> _Reading passage_
┌──

Crawler test is a web application developed in python.It extracts image URLs from the web. This library is built on a high-level web crawling and web scraping framework called scrapy. All further details ca be found here.
To run the test on your localhost:
$ git clone https://github.com/bamal/MIMS-test.git
$ cd MIMS-test-master
$ pip install virtualenv
$ virtualenv venv
$ source venv/bin/activate
$ pip install -r requirements.txt
$ {your current working directory}/venv/bin/python -m flask run
Open another Terminal and start the scrapyd server (by default it runs on port 6800).

└──

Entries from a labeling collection
┌──

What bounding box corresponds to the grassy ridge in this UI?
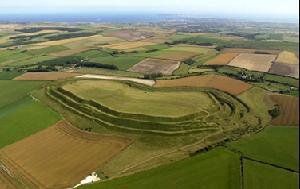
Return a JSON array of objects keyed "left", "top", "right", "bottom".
[
  {"left": 80, "top": 149, "right": 240, "bottom": 189},
  {"left": 244, "top": 161, "right": 299, "bottom": 189}
]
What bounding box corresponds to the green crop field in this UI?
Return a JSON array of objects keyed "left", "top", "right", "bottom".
[
  {"left": 229, "top": 126, "right": 299, "bottom": 170},
  {"left": 244, "top": 160, "right": 299, "bottom": 189},
  {"left": 80, "top": 149, "right": 240, "bottom": 189},
  {"left": 0, "top": 81, "right": 45, "bottom": 110},
  {"left": 0, "top": 72, "right": 22, "bottom": 80},
  {"left": 0, "top": 97, "right": 61, "bottom": 148}
]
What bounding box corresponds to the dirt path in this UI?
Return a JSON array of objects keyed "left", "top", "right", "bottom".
[{"left": 77, "top": 74, "right": 155, "bottom": 86}]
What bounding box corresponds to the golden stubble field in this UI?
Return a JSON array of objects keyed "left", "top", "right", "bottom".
[
  {"left": 229, "top": 53, "right": 276, "bottom": 72},
  {"left": 154, "top": 75, "right": 252, "bottom": 95},
  {"left": 0, "top": 121, "right": 131, "bottom": 189}
]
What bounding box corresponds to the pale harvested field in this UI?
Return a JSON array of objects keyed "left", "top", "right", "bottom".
[
  {"left": 154, "top": 75, "right": 252, "bottom": 95},
  {"left": 105, "top": 30, "right": 152, "bottom": 41},
  {"left": 206, "top": 53, "right": 238, "bottom": 65},
  {"left": 50, "top": 47, "right": 93, "bottom": 57},
  {"left": 0, "top": 121, "right": 130, "bottom": 189},
  {"left": 276, "top": 51, "right": 299, "bottom": 64},
  {"left": 14, "top": 72, "right": 81, "bottom": 81},
  {"left": 269, "top": 62, "right": 299, "bottom": 78},
  {"left": 229, "top": 53, "right": 276, "bottom": 72},
  {"left": 77, "top": 74, "right": 155, "bottom": 86},
  {"left": 64, "top": 35, "right": 122, "bottom": 49},
  {"left": 222, "top": 48, "right": 281, "bottom": 55},
  {"left": 270, "top": 95, "right": 299, "bottom": 126},
  {"left": 153, "top": 51, "right": 199, "bottom": 61},
  {"left": 35, "top": 37, "right": 98, "bottom": 46},
  {"left": 128, "top": 58, "right": 180, "bottom": 75},
  {"left": 102, "top": 41, "right": 157, "bottom": 50}
]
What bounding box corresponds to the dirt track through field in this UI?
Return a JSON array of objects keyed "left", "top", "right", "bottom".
[
  {"left": 0, "top": 121, "right": 130, "bottom": 189},
  {"left": 14, "top": 72, "right": 81, "bottom": 81}
]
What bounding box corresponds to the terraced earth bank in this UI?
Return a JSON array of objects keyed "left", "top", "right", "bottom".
[{"left": 47, "top": 80, "right": 262, "bottom": 136}]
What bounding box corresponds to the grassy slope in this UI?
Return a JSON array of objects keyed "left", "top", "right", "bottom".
[
  {"left": 0, "top": 72, "right": 22, "bottom": 80},
  {"left": 81, "top": 149, "right": 239, "bottom": 189},
  {"left": 64, "top": 80, "right": 211, "bottom": 116},
  {"left": 244, "top": 161, "right": 299, "bottom": 189},
  {"left": 0, "top": 80, "right": 45, "bottom": 108},
  {"left": 230, "top": 127, "right": 299, "bottom": 170},
  {"left": 0, "top": 80, "right": 60, "bottom": 148}
]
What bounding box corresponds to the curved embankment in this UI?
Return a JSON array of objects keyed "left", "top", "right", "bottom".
[{"left": 46, "top": 80, "right": 260, "bottom": 135}]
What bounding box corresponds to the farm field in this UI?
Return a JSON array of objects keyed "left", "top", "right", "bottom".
[
  {"left": 14, "top": 72, "right": 80, "bottom": 81},
  {"left": 0, "top": 72, "right": 22, "bottom": 80},
  {"left": 229, "top": 126, "right": 299, "bottom": 171},
  {"left": 155, "top": 75, "right": 251, "bottom": 95},
  {"left": 276, "top": 51, "right": 299, "bottom": 64},
  {"left": 102, "top": 41, "right": 156, "bottom": 50},
  {"left": 63, "top": 80, "right": 212, "bottom": 117},
  {"left": 244, "top": 160, "right": 299, "bottom": 189},
  {"left": 0, "top": 121, "right": 130, "bottom": 188},
  {"left": 128, "top": 58, "right": 180, "bottom": 75},
  {"left": 0, "top": 19, "right": 299, "bottom": 189},
  {"left": 0, "top": 97, "right": 61, "bottom": 148},
  {"left": 229, "top": 53, "right": 276, "bottom": 72},
  {"left": 270, "top": 95, "right": 299, "bottom": 125},
  {"left": 206, "top": 53, "right": 238, "bottom": 65},
  {"left": 269, "top": 62, "right": 299, "bottom": 79},
  {"left": 80, "top": 149, "right": 240, "bottom": 189},
  {"left": 0, "top": 80, "right": 60, "bottom": 148}
]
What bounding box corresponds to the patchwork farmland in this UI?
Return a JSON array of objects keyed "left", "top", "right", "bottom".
[
  {"left": 206, "top": 53, "right": 238, "bottom": 65},
  {"left": 0, "top": 18, "right": 299, "bottom": 189},
  {"left": 155, "top": 75, "right": 251, "bottom": 95},
  {"left": 128, "top": 58, "right": 180, "bottom": 75},
  {"left": 0, "top": 121, "right": 130, "bottom": 188},
  {"left": 229, "top": 53, "right": 276, "bottom": 72}
]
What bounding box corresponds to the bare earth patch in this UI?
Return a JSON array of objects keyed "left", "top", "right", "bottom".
[
  {"left": 0, "top": 121, "right": 130, "bottom": 188},
  {"left": 229, "top": 53, "right": 276, "bottom": 72},
  {"left": 128, "top": 58, "right": 180, "bottom": 75},
  {"left": 154, "top": 75, "right": 252, "bottom": 95},
  {"left": 14, "top": 72, "right": 81, "bottom": 81}
]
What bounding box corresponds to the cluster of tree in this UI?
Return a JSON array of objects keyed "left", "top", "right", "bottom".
[
  {"left": 46, "top": 32, "right": 97, "bottom": 41},
  {"left": 76, "top": 62, "right": 118, "bottom": 70},
  {"left": 269, "top": 104, "right": 280, "bottom": 119},
  {"left": 238, "top": 70, "right": 265, "bottom": 83},
  {"left": 15, "top": 27, "right": 82, "bottom": 33},
  {"left": 183, "top": 58, "right": 195, "bottom": 65},
  {"left": 144, "top": 72, "right": 164, "bottom": 80},
  {"left": 26, "top": 65, "right": 58, "bottom": 72}
]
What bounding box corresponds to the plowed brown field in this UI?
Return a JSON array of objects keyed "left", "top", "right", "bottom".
[
  {"left": 155, "top": 75, "right": 252, "bottom": 95},
  {"left": 206, "top": 53, "right": 238, "bottom": 65},
  {"left": 229, "top": 53, "right": 276, "bottom": 72},
  {"left": 270, "top": 95, "right": 299, "bottom": 126},
  {"left": 14, "top": 72, "right": 81, "bottom": 81},
  {"left": 0, "top": 121, "right": 130, "bottom": 189}
]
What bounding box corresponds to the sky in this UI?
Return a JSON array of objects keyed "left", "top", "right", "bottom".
[{"left": 0, "top": 0, "right": 299, "bottom": 18}]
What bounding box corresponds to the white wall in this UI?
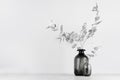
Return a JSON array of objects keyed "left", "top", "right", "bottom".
[{"left": 0, "top": 0, "right": 120, "bottom": 74}]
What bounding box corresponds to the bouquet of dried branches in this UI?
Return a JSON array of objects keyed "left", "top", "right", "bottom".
[{"left": 47, "top": 3, "right": 102, "bottom": 57}]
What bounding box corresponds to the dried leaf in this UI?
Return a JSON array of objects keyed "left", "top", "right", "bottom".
[{"left": 72, "top": 44, "right": 77, "bottom": 48}]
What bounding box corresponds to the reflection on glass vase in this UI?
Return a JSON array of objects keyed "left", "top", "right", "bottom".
[{"left": 74, "top": 49, "right": 91, "bottom": 76}]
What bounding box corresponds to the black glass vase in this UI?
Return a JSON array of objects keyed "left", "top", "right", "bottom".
[{"left": 74, "top": 49, "right": 91, "bottom": 76}]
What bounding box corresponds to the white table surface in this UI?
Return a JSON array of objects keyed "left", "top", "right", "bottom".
[{"left": 0, "top": 74, "right": 120, "bottom": 80}]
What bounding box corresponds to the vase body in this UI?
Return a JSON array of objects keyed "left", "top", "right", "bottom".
[{"left": 74, "top": 49, "right": 91, "bottom": 76}]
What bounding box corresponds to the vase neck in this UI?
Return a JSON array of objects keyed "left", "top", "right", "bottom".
[{"left": 77, "top": 49, "right": 85, "bottom": 55}]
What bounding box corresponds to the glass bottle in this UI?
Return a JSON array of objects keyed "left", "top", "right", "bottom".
[{"left": 74, "top": 49, "right": 91, "bottom": 76}]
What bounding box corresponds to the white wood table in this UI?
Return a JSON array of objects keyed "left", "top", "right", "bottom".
[{"left": 0, "top": 74, "right": 120, "bottom": 80}]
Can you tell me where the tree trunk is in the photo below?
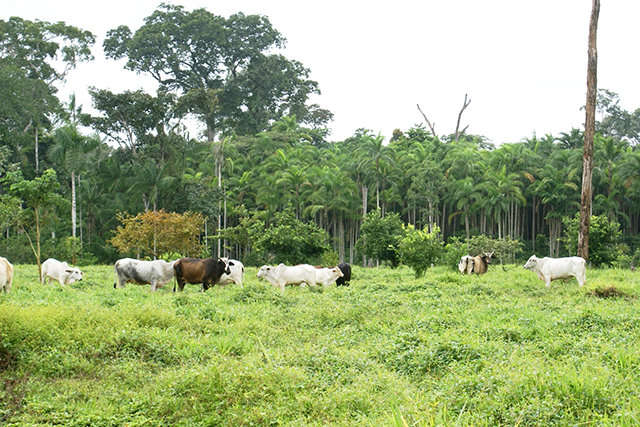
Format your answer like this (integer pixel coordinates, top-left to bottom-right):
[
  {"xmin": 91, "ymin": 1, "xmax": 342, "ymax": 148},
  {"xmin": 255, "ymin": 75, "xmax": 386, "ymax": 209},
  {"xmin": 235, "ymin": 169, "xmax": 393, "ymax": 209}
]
[
  {"xmin": 578, "ymin": 0, "xmax": 600, "ymax": 260},
  {"xmin": 35, "ymin": 126, "xmax": 40, "ymax": 172},
  {"xmin": 71, "ymin": 171, "xmax": 77, "ymax": 265},
  {"xmin": 35, "ymin": 208, "xmax": 42, "ymax": 283}
]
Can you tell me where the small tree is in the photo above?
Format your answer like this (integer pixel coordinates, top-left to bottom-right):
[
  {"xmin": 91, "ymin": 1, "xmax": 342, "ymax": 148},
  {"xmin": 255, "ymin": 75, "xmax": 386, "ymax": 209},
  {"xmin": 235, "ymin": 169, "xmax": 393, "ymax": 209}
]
[
  {"xmin": 398, "ymin": 224, "xmax": 443, "ymax": 279},
  {"xmin": 358, "ymin": 209, "xmax": 404, "ymax": 267},
  {"xmin": 109, "ymin": 210, "xmax": 204, "ymax": 259},
  {"xmin": 255, "ymin": 208, "xmax": 329, "ymax": 264},
  {"xmin": 5, "ymin": 169, "xmax": 60, "ymax": 281},
  {"xmin": 563, "ymin": 212, "xmax": 621, "ymax": 267}
]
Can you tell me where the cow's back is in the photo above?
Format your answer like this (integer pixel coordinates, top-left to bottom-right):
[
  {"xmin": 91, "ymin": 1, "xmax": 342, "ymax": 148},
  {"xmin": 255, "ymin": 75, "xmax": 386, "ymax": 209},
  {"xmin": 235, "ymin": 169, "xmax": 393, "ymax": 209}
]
[
  {"xmin": 336, "ymin": 262, "xmax": 351, "ymax": 286},
  {"xmin": 0, "ymin": 257, "xmax": 13, "ymax": 292},
  {"xmin": 278, "ymin": 264, "xmax": 316, "ymax": 285}
]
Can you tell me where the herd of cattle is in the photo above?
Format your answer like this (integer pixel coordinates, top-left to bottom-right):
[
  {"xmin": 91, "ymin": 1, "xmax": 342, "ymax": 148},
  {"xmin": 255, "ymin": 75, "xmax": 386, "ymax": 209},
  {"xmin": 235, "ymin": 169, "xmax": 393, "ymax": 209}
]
[
  {"xmin": 0, "ymin": 252, "xmax": 587, "ymax": 293},
  {"xmin": 0, "ymin": 257, "xmax": 351, "ymax": 293}
]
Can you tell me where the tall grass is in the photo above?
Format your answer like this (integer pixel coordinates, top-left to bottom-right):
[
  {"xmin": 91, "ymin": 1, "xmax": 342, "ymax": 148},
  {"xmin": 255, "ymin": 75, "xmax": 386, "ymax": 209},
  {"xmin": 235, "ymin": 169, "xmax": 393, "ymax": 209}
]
[{"xmin": 0, "ymin": 265, "xmax": 640, "ymax": 426}]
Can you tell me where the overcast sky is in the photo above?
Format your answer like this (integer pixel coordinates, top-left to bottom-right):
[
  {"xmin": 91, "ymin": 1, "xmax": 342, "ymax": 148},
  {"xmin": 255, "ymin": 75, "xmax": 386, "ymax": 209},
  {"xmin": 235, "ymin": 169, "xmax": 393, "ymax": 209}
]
[{"xmin": 5, "ymin": 0, "xmax": 640, "ymax": 144}]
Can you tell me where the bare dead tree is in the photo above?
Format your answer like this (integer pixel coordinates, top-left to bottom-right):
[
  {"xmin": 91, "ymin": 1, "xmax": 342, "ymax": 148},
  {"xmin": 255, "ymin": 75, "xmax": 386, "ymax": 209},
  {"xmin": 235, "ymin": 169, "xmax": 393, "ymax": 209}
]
[
  {"xmin": 455, "ymin": 93, "xmax": 471, "ymax": 142},
  {"xmin": 416, "ymin": 104, "xmax": 436, "ymax": 137},
  {"xmin": 578, "ymin": 0, "xmax": 600, "ymax": 260}
]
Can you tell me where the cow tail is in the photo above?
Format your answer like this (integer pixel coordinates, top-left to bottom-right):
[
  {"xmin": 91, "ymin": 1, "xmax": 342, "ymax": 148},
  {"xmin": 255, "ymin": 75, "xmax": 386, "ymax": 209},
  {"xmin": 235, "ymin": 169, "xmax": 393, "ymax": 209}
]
[
  {"xmin": 173, "ymin": 260, "xmax": 182, "ymax": 292},
  {"xmin": 113, "ymin": 261, "xmax": 118, "ymax": 289}
]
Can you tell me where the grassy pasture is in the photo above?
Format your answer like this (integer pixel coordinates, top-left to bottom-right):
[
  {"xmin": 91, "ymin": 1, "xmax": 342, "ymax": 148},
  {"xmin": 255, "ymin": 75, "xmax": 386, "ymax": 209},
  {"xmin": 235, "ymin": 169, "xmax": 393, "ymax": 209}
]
[{"xmin": 0, "ymin": 265, "xmax": 640, "ymax": 426}]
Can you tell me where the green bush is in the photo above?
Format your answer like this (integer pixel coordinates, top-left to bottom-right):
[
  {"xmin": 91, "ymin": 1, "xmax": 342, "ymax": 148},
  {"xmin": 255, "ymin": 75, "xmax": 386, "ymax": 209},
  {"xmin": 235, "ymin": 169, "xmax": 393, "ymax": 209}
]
[
  {"xmin": 398, "ymin": 224, "xmax": 442, "ymax": 278},
  {"xmin": 439, "ymin": 236, "xmax": 469, "ymax": 269},
  {"xmin": 255, "ymin": 209, "xmax": 329, "ymax": 264},
  {"xmin": 358, "ymin": 209, "xmax": 404, "ymax": 267}
]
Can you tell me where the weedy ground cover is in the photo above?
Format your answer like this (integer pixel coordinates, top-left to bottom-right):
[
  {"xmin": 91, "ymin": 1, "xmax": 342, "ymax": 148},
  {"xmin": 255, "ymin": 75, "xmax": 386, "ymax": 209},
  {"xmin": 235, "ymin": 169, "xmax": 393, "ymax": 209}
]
[{"xmin": 0, "ymin": 265, "xmax": 640, "ymax": 426}]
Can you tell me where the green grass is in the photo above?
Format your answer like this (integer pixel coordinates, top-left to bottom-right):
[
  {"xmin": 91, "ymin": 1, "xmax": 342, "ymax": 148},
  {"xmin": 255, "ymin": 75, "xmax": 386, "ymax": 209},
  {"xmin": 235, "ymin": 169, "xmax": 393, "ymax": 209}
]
[{"xmin": 0, "ymin": 265, "xmax": 640, "ymax": 426}]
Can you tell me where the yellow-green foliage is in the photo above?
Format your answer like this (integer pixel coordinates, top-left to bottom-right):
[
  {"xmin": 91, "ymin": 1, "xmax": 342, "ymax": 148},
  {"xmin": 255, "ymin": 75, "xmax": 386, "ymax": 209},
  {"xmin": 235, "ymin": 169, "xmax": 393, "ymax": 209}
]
[{"xmin": 0, "ymin": 265, "xmax": 640, "ymax": 426}]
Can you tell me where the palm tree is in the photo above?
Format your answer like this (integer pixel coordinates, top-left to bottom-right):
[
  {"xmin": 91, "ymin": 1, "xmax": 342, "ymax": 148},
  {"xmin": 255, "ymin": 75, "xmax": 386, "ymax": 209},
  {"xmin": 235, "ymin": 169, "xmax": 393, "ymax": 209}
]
[{"xmin": 48, "ymin": 124, "xmax": 100, "ymax": 263}]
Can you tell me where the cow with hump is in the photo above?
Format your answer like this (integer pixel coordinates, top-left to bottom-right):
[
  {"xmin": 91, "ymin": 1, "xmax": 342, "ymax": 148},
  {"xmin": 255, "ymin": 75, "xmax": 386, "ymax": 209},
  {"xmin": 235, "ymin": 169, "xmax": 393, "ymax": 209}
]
[
  {"xmin": 524, "ymin": 255, "xmax": 587, "ymax": 288},
  {"xmin": 315, "ymin": 267, "xmax": 344, "ymax": 286},
  {"xmin": 258, "ymin": 264, "xmax": 316, "ymax": 294},
  {"xmin": 0, "ymin": 256, "xmax": 13, "ymax": 294},
  {"xmin": 113, "ymin": 258, "xmax": 175, "ymax": 291},
  {"xmin": 173, "ymin": 258, "xmax": 231, "ymax": 292},
  {"xmin": 336, "ymin": 262, "xmax": 351, "ymax": 286},
  {"xmin": 40, "ymin": 258, "xmax": 82, "ymax": 285},
  {"xmin": 219, "ymin": 257, "xmax": 244, "ymax": 287}
]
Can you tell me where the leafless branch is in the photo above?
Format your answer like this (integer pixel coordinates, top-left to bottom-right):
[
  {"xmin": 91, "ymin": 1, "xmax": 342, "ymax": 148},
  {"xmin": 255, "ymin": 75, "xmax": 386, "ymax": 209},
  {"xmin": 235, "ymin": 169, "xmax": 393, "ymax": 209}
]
[
  {"xmin": 455, "ymin": 93, "xmax": 471, "ymax": 142},
  {"xmin": 416, "ymin": 104, "xmax": 436, "ymax": 137}
]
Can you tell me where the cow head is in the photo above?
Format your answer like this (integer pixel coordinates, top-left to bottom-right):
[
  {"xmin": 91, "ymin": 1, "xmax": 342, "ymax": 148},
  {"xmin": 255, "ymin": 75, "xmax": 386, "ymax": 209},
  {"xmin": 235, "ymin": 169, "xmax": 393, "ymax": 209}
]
[
  {"xmin": 256, "ymin": 265, "xmax": 271, "ymax": 277},
  {"xmin": 64, "ymin": 268, "xmax": 82, "ymax": 283},
  {"xmin": 523, "ymin": 255, "xmax": 538, "ymax": 270},
  {"xmin": 331, "ymin": 267, "xmax": 344, "ymax": 277},
  {"xmin": 218, "ymin": 257, "xmax": 231, "ymax": 274}
]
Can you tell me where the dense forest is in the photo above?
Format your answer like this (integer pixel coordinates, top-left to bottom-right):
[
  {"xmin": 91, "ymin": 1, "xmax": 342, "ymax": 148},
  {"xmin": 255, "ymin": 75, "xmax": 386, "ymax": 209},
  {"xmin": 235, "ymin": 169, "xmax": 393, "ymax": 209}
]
[{"xmin": 0, "ymin": 5, "xmax": 640, "ymax": 263}]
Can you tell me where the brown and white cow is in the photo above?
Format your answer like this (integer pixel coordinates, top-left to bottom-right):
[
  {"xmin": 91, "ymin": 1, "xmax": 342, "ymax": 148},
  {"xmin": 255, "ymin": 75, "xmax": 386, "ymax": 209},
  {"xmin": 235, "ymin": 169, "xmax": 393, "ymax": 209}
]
[
  {"xmin": 173, "ymin": 258, "xmax": 231, "ymax": 292},
  {"xmin": 0, "ymin": 257, "xmax": 13, "ymax": 294},
  {"xmin": 473, "ymin": 252, "xmax": 493, "ymax": 274}
]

└──

> _Challenges_
• 1. In the crawler test description, what port does the scrapyd server use by default?
• 2. Please pull out every line of the listing that contains the string "bare", treating uppercase and lowercase as different.
The listing has no connection to the crawler test description.

> _Results in order_
• 1. Port 6800.

• 2.
What bounding box corresponds to the bare earth patch in this UI?
Can you tell me where the bare dead tree is in the photo above?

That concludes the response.